====== EXERCISE MATERIALS

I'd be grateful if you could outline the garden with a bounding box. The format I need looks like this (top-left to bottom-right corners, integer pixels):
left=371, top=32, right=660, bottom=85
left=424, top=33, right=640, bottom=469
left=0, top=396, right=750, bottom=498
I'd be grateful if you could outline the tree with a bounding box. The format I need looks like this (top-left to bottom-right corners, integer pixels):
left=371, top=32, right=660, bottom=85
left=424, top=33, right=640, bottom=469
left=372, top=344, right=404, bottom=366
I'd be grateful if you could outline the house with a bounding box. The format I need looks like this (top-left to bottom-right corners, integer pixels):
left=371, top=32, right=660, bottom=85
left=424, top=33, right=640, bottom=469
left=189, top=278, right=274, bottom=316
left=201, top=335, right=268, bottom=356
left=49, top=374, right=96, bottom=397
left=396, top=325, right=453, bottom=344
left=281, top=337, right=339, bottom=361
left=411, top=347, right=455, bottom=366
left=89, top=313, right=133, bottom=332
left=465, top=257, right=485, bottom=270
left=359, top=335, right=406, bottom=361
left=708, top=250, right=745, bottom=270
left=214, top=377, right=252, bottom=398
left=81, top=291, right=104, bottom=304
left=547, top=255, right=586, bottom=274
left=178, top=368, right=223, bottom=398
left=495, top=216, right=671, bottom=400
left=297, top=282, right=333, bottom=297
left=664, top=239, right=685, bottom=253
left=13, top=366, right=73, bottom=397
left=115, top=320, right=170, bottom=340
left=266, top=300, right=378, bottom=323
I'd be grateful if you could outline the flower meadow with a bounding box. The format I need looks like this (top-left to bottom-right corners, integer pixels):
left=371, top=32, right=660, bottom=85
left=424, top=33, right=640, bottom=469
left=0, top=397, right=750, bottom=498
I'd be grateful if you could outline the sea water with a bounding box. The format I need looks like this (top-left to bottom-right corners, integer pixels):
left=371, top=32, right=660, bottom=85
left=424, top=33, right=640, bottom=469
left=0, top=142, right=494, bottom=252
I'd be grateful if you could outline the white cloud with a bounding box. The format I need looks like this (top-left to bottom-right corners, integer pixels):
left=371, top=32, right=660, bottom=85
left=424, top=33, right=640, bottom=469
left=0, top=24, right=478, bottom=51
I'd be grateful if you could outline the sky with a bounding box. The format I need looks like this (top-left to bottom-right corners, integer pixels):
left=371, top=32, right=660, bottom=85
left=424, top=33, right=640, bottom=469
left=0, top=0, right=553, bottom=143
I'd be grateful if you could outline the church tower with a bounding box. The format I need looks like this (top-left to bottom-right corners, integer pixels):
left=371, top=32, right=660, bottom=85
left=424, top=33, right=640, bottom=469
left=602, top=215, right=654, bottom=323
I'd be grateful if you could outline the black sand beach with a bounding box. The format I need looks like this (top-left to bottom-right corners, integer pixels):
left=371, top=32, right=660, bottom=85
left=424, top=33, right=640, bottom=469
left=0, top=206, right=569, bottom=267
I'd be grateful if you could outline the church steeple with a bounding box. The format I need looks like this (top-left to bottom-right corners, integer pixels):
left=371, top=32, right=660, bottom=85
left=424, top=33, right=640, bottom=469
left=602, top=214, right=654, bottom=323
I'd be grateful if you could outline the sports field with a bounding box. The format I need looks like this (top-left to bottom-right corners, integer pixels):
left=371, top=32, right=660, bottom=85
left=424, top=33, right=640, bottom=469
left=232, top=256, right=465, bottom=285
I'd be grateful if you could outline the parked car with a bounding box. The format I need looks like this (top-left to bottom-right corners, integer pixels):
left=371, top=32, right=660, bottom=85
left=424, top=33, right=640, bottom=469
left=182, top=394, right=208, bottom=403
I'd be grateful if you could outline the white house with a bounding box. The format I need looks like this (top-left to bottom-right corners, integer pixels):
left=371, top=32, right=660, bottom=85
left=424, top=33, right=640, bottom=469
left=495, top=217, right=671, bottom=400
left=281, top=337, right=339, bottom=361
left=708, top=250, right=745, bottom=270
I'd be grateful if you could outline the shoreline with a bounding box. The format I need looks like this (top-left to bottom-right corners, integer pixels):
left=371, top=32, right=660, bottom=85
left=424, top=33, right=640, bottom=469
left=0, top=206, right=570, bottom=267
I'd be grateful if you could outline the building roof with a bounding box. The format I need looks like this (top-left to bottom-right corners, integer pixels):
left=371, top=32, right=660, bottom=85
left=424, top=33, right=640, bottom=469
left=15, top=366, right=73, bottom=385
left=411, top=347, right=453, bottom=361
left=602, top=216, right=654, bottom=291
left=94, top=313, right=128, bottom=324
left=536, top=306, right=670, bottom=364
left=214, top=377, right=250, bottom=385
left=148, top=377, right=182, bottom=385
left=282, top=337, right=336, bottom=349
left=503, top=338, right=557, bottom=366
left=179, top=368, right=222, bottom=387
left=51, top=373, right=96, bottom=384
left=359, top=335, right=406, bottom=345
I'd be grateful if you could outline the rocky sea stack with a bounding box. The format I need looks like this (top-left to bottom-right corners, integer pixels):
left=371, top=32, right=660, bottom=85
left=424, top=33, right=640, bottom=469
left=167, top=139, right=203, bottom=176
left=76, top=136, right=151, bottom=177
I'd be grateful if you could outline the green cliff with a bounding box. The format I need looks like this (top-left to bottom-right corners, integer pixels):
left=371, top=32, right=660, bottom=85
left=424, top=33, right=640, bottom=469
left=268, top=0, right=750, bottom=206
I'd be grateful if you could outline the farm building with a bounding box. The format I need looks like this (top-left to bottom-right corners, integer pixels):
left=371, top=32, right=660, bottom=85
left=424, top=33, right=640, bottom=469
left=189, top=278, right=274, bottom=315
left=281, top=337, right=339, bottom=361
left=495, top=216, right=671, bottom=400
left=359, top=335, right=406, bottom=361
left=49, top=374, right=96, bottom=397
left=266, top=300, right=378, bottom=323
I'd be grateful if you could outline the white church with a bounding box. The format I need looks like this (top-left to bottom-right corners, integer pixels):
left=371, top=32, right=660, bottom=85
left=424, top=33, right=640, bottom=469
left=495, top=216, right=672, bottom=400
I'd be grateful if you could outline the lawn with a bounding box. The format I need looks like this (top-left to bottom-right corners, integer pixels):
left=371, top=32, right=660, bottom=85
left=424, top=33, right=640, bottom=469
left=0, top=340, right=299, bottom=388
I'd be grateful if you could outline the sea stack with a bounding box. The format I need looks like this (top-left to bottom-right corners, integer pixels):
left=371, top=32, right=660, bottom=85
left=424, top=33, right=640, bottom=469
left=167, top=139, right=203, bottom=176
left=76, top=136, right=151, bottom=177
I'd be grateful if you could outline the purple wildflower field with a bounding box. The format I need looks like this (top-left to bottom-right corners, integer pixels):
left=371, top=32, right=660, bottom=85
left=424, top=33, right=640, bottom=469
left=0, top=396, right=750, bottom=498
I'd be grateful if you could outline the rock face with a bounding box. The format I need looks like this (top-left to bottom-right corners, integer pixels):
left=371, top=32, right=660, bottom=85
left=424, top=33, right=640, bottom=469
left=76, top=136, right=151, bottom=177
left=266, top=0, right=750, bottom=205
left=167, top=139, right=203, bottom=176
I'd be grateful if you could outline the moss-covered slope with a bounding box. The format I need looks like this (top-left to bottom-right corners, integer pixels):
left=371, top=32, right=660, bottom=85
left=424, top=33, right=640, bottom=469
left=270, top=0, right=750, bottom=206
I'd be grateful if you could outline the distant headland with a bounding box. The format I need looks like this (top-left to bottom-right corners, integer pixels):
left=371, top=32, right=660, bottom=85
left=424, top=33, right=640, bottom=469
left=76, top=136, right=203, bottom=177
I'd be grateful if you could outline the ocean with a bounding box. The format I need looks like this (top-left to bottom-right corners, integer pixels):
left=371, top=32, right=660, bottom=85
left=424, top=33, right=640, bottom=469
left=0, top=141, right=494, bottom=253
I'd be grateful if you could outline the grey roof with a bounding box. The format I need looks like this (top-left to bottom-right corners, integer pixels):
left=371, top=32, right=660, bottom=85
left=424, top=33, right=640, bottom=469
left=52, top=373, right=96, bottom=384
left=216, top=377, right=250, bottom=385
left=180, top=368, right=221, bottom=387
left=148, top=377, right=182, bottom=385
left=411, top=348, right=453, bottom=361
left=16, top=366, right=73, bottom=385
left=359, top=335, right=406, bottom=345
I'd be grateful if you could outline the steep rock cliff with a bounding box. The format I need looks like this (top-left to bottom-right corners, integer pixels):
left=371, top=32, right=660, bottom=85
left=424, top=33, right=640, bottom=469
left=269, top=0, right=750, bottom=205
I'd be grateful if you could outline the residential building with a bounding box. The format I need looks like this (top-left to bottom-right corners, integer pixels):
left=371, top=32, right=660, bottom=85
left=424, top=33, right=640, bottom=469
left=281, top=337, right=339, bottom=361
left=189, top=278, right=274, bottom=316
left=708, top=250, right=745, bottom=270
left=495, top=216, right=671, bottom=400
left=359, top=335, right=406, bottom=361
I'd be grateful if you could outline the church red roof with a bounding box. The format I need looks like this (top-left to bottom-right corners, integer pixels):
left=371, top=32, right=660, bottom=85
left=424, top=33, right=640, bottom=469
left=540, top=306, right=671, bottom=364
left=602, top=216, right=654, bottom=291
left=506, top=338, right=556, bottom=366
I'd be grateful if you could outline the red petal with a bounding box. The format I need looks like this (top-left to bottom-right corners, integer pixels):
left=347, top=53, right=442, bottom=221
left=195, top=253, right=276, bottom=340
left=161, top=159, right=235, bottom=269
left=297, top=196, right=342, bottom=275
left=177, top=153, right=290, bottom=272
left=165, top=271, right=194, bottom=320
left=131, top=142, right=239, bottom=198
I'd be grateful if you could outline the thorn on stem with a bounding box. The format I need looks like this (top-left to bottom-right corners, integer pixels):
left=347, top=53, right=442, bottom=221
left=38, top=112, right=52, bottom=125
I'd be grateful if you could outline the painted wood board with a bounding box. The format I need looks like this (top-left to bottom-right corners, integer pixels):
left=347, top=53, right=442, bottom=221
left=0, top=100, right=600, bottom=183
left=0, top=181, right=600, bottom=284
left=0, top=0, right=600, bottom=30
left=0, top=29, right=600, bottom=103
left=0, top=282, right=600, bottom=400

============

▶ [PROBLEM TO SOLVE] Update the rows from the first line through the line containing "left=372, top=344, right=404, bottom=366", both included, so that "bounding box" becomes "rectangle" wherever it occurs, with nothing else changed.

▶ [SOLUTION]
I'd be grateful if you could outline the garden with a rectangle. The format I need looks like this (top-left to bottom-right corners, integer pixels):
left=371, top=32, right=660, bottom=85
left=424, top=33, right=640, bottom=469
left=0, top=396, right=750, bottom=498
I'd be grateful if you could outline the tree with a rectangle. The format I need looks like this (top-left to bottom-right corners, integer pixels):
left=371, top=32, right=660, bottom=85
left=424, top=33, right=640, bottom=469
left=372, top=344, right=404, bottom=366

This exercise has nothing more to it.